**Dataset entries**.

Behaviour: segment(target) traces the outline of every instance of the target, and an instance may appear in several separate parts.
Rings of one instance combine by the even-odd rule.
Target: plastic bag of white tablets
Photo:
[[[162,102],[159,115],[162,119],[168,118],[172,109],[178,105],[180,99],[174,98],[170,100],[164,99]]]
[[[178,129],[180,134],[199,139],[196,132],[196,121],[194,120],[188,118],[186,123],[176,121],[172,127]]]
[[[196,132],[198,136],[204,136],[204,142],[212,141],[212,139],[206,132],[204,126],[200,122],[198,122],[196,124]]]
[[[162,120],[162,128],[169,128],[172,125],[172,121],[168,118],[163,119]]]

**What you are asked to do**. Put the data above into a JSON list of strings, one string per line, leaving out any blank lines.

**Correct answer**.
[
  "Behaviour: segment(target) traces the outline of every instance of the target, and an instance may appear in several separate parts.",
  "Rings of one instance combine by the even-odd rule.",
  "Target: plastic bag of white tablets",
  "Photo:",
  "[[[162,102],[159,115],[162,119],[168,118],[172,109],[178,105],[180,99],[174,98],[170,100],[164,99]]]",
  "[[[178,129],[180,134],[199,139],[196,132],[196,121],[194,120],[188,118],[186,123],[176,121],[172,127]]]",
  "[[[196,132],[198,136],[204,136],[204,142],[212,141],[212,139],[206,132],[204,126],[200,122],[198,122],[196,124]]]",
  "[[[162,120],[162,128],[169,128],[172,125],[172,121],[168,118],[163,119]]]"
]